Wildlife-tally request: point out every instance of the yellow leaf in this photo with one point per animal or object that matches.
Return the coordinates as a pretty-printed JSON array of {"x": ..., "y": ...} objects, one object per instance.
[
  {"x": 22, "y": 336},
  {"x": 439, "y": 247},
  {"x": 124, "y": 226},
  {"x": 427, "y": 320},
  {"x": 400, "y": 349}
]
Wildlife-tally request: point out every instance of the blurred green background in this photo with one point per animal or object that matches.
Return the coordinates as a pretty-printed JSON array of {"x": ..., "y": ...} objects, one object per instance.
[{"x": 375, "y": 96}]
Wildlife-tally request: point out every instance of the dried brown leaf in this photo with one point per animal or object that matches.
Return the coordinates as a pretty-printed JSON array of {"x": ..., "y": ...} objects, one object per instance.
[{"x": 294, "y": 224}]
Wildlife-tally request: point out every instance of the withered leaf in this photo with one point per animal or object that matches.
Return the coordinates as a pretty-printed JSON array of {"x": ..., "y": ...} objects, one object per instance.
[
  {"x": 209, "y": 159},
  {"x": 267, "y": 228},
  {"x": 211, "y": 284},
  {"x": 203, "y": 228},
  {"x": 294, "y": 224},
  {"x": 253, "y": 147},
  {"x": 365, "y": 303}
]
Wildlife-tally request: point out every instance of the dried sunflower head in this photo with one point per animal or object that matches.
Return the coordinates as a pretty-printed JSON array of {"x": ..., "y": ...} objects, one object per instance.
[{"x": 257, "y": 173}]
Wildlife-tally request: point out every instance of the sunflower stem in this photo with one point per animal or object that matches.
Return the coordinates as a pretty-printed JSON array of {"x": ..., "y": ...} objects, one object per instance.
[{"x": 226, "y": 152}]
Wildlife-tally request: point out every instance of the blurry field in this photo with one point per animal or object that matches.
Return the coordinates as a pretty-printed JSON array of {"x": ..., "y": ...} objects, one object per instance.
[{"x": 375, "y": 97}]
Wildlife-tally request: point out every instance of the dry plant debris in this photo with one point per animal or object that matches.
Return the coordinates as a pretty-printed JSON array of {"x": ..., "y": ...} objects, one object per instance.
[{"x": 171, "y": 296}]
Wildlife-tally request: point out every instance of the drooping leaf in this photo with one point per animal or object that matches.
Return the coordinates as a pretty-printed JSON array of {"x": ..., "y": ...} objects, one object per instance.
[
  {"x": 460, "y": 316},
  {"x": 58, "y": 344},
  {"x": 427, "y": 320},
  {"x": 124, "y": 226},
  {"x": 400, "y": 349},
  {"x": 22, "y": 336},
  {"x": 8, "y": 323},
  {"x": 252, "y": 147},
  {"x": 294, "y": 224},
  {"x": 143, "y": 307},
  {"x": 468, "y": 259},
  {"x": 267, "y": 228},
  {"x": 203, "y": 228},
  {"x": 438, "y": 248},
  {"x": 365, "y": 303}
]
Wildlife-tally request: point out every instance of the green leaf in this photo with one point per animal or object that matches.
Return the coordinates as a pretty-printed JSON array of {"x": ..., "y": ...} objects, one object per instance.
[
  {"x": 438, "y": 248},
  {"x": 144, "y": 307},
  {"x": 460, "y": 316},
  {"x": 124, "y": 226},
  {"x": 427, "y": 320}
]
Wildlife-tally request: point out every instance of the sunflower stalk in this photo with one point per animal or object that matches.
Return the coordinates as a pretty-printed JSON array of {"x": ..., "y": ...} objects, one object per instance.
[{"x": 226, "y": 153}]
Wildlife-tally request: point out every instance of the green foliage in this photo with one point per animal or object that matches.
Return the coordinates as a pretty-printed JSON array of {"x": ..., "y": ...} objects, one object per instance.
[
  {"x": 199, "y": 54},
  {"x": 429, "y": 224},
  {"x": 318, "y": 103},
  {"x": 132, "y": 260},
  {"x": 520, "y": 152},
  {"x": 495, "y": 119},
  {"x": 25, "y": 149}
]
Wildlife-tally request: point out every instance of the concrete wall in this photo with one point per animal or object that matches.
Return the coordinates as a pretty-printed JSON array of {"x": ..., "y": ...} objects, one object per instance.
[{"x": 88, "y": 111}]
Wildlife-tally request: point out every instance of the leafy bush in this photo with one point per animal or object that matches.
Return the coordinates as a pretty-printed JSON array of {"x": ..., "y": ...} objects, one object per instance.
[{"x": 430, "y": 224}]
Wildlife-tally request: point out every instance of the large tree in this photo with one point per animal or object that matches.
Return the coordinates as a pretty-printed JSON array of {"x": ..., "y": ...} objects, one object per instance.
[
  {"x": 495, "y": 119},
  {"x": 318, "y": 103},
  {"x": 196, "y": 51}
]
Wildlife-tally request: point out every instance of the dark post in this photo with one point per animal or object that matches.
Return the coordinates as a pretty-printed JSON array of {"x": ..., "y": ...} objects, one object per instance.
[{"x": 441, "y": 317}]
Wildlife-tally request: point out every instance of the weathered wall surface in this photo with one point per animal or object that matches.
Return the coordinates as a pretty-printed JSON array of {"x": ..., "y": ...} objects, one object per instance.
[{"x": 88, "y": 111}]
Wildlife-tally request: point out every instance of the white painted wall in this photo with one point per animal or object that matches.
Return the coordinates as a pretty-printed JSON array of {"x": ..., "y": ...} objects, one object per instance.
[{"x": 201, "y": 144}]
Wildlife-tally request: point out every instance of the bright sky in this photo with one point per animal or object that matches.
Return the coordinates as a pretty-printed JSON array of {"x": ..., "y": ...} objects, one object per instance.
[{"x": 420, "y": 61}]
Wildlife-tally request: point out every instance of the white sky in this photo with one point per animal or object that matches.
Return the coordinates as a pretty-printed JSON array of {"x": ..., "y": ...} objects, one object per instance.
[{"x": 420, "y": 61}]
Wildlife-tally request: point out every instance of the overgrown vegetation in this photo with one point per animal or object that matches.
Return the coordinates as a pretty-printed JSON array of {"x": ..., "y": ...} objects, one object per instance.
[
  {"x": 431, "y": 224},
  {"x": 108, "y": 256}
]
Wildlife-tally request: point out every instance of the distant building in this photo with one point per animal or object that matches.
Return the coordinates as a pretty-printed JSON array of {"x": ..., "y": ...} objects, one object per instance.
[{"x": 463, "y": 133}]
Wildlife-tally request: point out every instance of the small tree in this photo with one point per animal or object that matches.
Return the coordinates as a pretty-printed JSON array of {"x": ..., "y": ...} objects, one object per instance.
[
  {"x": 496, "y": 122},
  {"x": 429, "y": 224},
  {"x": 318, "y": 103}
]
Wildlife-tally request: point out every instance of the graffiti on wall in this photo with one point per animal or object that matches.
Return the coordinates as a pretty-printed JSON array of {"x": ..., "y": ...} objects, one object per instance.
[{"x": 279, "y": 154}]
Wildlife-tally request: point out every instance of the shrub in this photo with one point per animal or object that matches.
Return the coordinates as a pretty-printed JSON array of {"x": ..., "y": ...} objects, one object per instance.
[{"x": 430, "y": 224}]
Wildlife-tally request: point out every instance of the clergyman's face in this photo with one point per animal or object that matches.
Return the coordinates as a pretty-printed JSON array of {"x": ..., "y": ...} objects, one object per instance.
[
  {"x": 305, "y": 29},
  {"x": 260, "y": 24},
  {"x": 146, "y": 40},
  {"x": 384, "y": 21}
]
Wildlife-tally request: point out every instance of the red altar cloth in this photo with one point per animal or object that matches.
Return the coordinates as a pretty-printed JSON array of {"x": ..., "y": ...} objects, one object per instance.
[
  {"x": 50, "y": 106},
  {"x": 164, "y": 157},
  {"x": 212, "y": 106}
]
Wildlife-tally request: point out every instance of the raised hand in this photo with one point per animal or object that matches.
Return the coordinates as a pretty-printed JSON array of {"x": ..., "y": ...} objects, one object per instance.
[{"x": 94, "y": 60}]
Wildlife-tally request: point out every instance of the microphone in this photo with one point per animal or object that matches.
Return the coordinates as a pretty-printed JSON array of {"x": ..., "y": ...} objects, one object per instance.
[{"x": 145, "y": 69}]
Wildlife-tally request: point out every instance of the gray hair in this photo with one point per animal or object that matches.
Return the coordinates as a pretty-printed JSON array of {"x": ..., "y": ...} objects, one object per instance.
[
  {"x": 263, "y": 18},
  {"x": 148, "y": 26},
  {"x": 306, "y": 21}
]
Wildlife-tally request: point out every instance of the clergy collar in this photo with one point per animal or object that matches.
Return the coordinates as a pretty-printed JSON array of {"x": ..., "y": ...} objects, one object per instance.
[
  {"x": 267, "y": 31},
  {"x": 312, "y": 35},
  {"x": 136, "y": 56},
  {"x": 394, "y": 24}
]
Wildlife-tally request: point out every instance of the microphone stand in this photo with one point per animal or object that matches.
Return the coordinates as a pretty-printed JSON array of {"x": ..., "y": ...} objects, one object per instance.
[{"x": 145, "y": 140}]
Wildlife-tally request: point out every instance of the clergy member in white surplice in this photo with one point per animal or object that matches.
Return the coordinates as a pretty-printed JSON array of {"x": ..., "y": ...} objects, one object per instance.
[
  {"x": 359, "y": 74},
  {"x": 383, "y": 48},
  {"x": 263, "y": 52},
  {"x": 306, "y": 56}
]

• Set problem
Set down nothing but the lines from the one with "the microphone stand" through the end of the records, keeping each line exactly as written and including both ends.

• Written solution
Wildlife-tally request: point out every instance of the microphone stand in this photo with one point per animal or object that matches.
Return the coordinates as a pretty-printed JSON array of {"x": ..., "y": ...} objects, one object per instance.
[{"x": 145, "y": 140}]
Wildlife-tally request: point out every instance of the clergy member in white surplice in this photo with one point per animal or object that matches.
Return the coordinates as a pretty-printed JSON array of {"x": ..., "y": ...} objects, one object per instance.
[
  {"x": 359, "y": 74},
  {"x": 383, "y": 48},
  {"x": 263, "y": 52},
  {"x": 306, "y": 56}
]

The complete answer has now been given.